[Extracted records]
########
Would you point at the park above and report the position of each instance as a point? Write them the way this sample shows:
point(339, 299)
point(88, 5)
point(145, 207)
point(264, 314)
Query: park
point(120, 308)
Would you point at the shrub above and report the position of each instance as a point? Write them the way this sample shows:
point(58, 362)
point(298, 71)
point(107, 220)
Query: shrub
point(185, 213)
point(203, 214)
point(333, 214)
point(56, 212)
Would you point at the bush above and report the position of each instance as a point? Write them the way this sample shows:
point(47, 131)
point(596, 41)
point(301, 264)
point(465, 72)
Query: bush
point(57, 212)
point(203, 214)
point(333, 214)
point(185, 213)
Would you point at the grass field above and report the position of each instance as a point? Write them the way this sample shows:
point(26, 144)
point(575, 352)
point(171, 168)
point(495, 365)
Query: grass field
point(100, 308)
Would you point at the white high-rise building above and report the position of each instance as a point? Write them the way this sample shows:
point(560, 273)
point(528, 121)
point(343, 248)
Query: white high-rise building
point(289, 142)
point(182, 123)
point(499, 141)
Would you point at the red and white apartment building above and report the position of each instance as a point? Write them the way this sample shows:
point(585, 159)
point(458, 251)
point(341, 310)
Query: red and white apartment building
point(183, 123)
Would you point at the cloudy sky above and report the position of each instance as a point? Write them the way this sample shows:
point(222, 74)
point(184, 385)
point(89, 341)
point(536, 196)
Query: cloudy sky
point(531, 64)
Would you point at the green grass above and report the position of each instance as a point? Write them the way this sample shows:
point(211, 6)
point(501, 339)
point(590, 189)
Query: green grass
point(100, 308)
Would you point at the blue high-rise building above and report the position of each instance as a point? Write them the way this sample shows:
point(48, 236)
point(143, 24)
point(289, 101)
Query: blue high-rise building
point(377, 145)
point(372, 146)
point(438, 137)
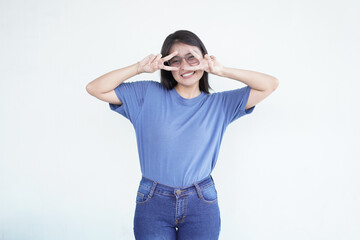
########
▶ [WHAT THE EXERCISE ASKS] From the first line to the last, output the data exactly, without the pictures.

▶ [PROBLEM SOLUTION]
Would you point at the park above and report the position of each instance as a point? Write them the way this sample shows:
point(339, 299)
point(88, 5)
point(145, 207)
point(264, 314)
Query: park
point(120, 308)
Would you point at the shrub above and report the position of each instance as a point? Write them the way this sample shows:
point(58, 362)
point(298, 71)
point(107, 220)
Query: shrub
point(185, 213)
point(203, 214)
point(333, 214)
point(56, 212)
Would you point at the bush above and report the position of each instance as a point? Write them the way this sample shows:
point(47, 131)
point(596, 41)
point(301, 264)
point(465, 72)
Query: bush
point(57, 212)
point(203, 214)
point(333, 214)
point(185, 213)
Would you point at the grass field above and report the position of each instance as a point? Write them the way this sample shows:
point(26, 144)
point(575, 352)
point(171, 168)
point(495, 365)
Query: grass field
point(100, 308)
Would you point at the white high-rise building above and report the position of each instance as a point? Write them the way this sample shows:
point(560, 273)
point(528, 121)
point(343, 248)
Query: white high-rise building
point(289, 142)
point(182, 123)
point(499, 141)
Would you point at the red and white apartment building above and report the position of each instance as a point? Write them the way this sample shows:
point(585, 159)
point(458, 251)
point(341, 310)
Query: red and white apartment building
point(183, 123)
Would you point at the cloudy sky above and report the position of each instance as a point? Write them the way this sample shows:
point(222, 74)
point(184, 385)
point(89, 341)
point(536, 196)
Query: cloudy sky
point(531, 64)
Would you point at the green grass above and report the position of each instance as a point? Write them the way this sample shows:
point(211, 6)
point(501, 339)
point(590, 189)
Query: green grass
point(100, 308)
Would you point at the blue high-rise building above and report the position of each instance as a point? Write them the way this sample shows:
point(48, 236)
point(143, 24)
point(289, 101)
Query: blue high-rise building
point(377, 145)
point(372, 146)
point(438, 137)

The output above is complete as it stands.